» What you have to do
Write the listing out again word for word. Pictures do not belong in the copy.

» Records for the task
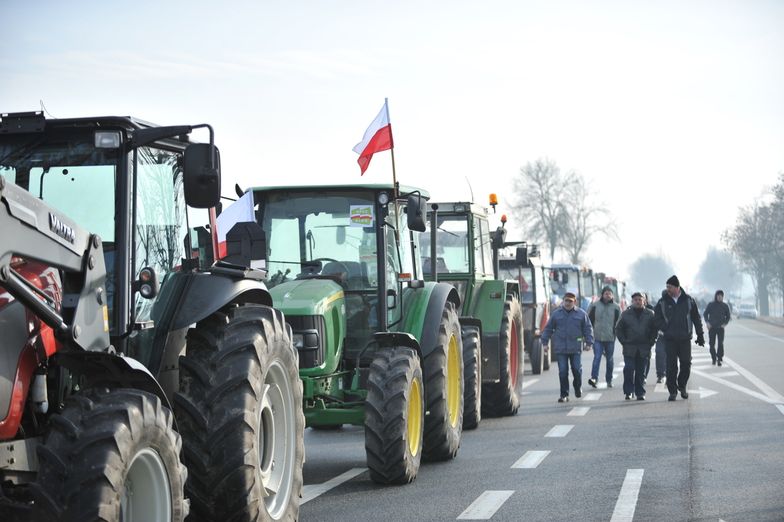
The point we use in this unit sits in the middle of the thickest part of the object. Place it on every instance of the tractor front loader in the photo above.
(139, 380)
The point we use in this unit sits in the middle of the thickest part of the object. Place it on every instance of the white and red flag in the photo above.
(378, 137)
(238, 212)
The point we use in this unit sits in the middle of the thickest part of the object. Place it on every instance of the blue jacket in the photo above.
(568, 330)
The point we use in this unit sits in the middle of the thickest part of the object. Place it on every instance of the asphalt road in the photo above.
(717, 456)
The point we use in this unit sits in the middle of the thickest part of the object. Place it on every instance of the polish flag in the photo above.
(238, 212)
(377, 137)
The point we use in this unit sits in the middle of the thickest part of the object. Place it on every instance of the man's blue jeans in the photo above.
(564, 360)
(607, 348)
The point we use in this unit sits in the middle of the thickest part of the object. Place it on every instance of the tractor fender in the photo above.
(103, 369)
(393, 339)
(206, 293)
(439, 296)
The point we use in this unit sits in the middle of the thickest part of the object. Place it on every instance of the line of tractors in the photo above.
(142, 379)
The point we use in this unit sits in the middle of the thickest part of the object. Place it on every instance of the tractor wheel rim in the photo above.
(147, 492)
(276, 440)
(414, 418)
(453, 376)
(513, 353)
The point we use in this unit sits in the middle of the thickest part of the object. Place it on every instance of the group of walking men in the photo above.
(672, 322)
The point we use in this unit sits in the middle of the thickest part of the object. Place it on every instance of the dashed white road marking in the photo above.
(529, 382)
(560, 430)
(530, 459)
(627, 499)
(578, 411)
(314, 490)
(485, 506)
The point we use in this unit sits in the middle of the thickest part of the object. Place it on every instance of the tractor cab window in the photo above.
(451, 245)
(67, 172)
(160, 222)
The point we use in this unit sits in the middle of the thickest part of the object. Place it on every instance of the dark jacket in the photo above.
(568, 330)
(717, 314)
(677, 320)
(636, 331)
(603, 316)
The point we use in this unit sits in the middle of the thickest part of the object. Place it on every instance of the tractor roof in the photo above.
(404, 189)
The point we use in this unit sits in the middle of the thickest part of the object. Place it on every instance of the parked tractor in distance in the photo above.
(105, 333)
(526, 267)
(465, 250)
(379, 347)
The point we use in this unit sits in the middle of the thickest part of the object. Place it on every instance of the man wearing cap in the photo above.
(636, 332)
(676, 317)
(717, 315)
(603, 314)
(568, 327)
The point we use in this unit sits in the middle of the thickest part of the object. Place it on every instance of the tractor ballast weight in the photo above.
(463, 251)
(126, 327)
(379, 347)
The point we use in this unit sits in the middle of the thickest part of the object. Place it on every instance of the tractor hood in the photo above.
(306, 296)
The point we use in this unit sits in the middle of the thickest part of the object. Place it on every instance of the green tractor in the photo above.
(378, 346)
(466, 252)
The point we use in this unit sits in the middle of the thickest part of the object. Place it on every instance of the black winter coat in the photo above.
(636, 331)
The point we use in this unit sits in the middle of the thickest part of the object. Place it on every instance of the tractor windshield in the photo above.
(312, 233)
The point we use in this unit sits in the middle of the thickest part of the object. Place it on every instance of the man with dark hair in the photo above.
(568, 327)
(717, 315)
(676, 316)
(636, 332)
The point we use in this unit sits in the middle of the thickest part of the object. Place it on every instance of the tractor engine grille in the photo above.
(309, 339)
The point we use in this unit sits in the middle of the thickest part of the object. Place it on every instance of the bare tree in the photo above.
(753, 241)
(539, 205)
(583, 219)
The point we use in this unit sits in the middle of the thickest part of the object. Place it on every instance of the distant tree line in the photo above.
(559, 209)
(757, 241)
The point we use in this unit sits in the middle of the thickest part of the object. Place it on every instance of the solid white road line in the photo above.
(484, 507)
(529, 382)
(738, 387)
(560, 430)
(530, 460)
(627, 499)
(756, 381)
(314, 490)
(779, 339)
(578, 411)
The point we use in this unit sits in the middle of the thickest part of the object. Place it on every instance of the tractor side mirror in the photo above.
(202, 175)
(416, 212)
(521, 256)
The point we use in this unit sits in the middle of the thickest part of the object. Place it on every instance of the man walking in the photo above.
(717, 315)
(603, 313)
(636, 331)
(568, 327)
(676, 316)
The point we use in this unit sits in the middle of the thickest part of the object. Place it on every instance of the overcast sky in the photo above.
(674, 110)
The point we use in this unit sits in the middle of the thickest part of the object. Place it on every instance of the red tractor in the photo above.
(119, 348)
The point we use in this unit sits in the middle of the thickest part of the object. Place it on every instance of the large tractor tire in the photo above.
(111, 455)
(394, 416)
(472, 376)
(503, 397)
(537, 356)
(444, 387)
(239, 410)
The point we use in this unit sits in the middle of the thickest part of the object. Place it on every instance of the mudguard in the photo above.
(424, 326)
(207, 292)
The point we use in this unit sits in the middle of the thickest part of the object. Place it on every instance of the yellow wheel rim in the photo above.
(415, 417)
(453, 376)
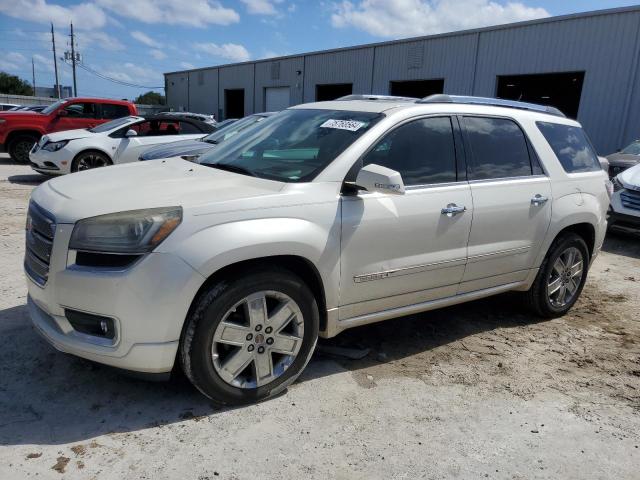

» Solution
The point we use in this unit sits in the middle of the thickest part of the object. Place it on every instance of the tractor front loader in the photo above.
(139, 380)
The point we use in this unit sits in the middle of the thickest part of the object. Place it on every instance of the white and red flag in the photo above.
(378, 137)
(238, 212)
The point we use in this unit sits in the middle of the thickest part of the object. Place it on every instance of the blue jacket in the photo above.
(568, 330)
The point we use in this unit sits in the middle of the thickest part of the object. Place it on every instance of the asphalt road in the photo above.
(717, 456)
The point we use in this unit sits in the middle of the thickest part of the object. Place it on every instance of the polish flag in the photo above.
(238, 212)
(377, 137)
The point we use in this unit sits in the middle of the thickest part of the object. Place it on every instance of the man's blue jeans in the photo above.
(564, 360)
(607, 348)
The point we use in this unit sits in the middle of the thickest part of the object. Place it on every instance of the tractor fender in the photo above.
(103, 369)
(393, 339)
(206, 293)
(439, 296)
The point we use in this unit sits in the middle of the thickest part of the object. Place it on every instance of the line of tractors in the photo above.
(142, 379)
The point we use in this unit sits in the middle of the thickest part of the object. Place it on every instance of the tractor wheel rim in the photo above.
(147, 492)
(276, 440)
(414, 418)
(453, 376)
(513, 353)
The point we use in this unit sits in the middle of the thickest part of the object. Place it on every instance of the group of walking men in the photo above.
(672, 322)
The point we use in this unit sits in the middle of the thickest part of the object. Place it on every instance of the dashed white road marking in the photo above.
(529, 382)
(560, 430)
(530, 459)
(627, 499)
(578, 411)
(314, 490)
(485, 506)
The point we use in this unit sits in the middle of the thickest part of the object. Place it on every instance of the tractor cab window in the photo above.
(451, 245)
(67, 172)
(160, 222)
The point we use in this unit sits in the middle of the thickest part of the object. Place it on every instance of the dark jacket in the photo above.
(568, 330)
(717, 314)
(677, 320)
(636, 331)
(603, 316)
The point we use in this unit sits in the middle of the thickest part of the object. Place it on every instance of the tractor roof in the photo above.
(404, 189)
The point we use in this unit sits in the middle of the thickest part of the object. Place it on every instance of the parked tractor in distance in the photo above.
(105, 333)
(526, 267)
(465, 250)
(379, 347)
The point we use in this unit sits in the middle of the thickest part of the object. Place it on every instance of the man wearing cap in the photo above.
(636, 332)
(676, 317)
(717, 315)
(603, 314)
(568, 327)
The point we use in this unit sits in the middle of the thickest part of the object. Place it on every instance of the tractor ballast weight in the photo above.
(463, 251)
(126, 327)
(379, 347)
The point we use in this unit sits in the middle of the thickest part of the object. Place it on every instance of the tractor hood in the photo above.
(306, 296)
The point we use in this unit sits in the middle of the thickest part of the object. Place it on every instance of the green tractor in the photo above.
(378, 346)
(466, 252)
The point we use in this unit sits in the middle of the thickest part of the object. Place it on every instance of the black winter coat in the photo above.
(636, 331)
The point we use in this unit sits in the middle of the thickest part of the object. Place it on every instance of the tractor windshield in the photo above.
(312, 233)
The point we use in this unit sits in the middle of the thickest part of the object. Place it on every instance of the man with dark hair in the photo above.
(568, 327)
(717, 315)
(676, 316)
(636, 332)
The point we use in this unit sits in the middle of the thickest part of the object. Place it on every instance of the tractor engine grille in the photo above.
(309, 339)
The point we use in this unit sits in the middle of the thickest part of the object. Place it on every instance of the bare tree in the photo above.
(753, 241)
(539, 205)
(583, 219)
The point we use in this unit sits in the middle of the thickest part of the object. Place it on every instance of the distant tree line in the photo above.
(559, 209)
(757, 241)
The point we use in this unit sits in the middle of the thickest part of the object. Place it on every instance of the solid white road line in the photo above.
(484, 507)
(529, 382)
(738, 387)
(560, 430)
(530, 460)
(627, 499)
(756, 381)
(314, 490)
(779, 339)
(578, 411)
The point we use in this unit sits in the middle of the thickest part of the object. Place it on every instance of the tractor side mirror in the photo above.
(202, 175)
(416, 212)
(521, 256)
The point we use in this unit sits in the middle of the thickest part of the object. Place it on every instance of the man walking in the photo above.
(717, 315)
(603, 313)
(636, 331)
(568, 327)
(676, 316)
The point we use in this unit sits in the middle of the thickest part of the object. Place it on every instance of the overcast sky in the photo above.
(674, 110)
The point we use in this unit sits in the middle of the thickest part of the object. Place it on every instance of the red tractor in the photo above.
(119, 348)
The point we use in this unit sits in the middle of the thickest part of the object. Place it on every instance of the large tractor tire in the photo above.
(111, 455)
(394, 416)
(472, 376)
(503, 397)
(537, 356)
(444, 387)
(239, 410)
The point we use in this unit sits in the middle of the thickest part of the object. Place it on every instance of the mudguard in the photo above.
(424, 326)
(207, 292)
The point we use in this unit sits in the middle of the thickest part of the object. Place it on every instance of the yellow wheel rim in the photo above.
(415, 417)
(453, 376)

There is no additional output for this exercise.